## Exercise brief
Put the lines below into a JSON list of strings, one string per line, leaving out any blank lines.

## Information shown
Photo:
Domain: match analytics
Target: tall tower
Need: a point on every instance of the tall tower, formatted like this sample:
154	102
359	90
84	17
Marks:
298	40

## Final answer
[
  "Photo:",
  "Domain: match analytics",
  "Target: tall tower",
  "Need: a point on every instance of the tall tower, formatted like this sample:",
  "154\t102",
  "359\t90",
  "84\t17",
  "Marks:",
  "298\t40"
]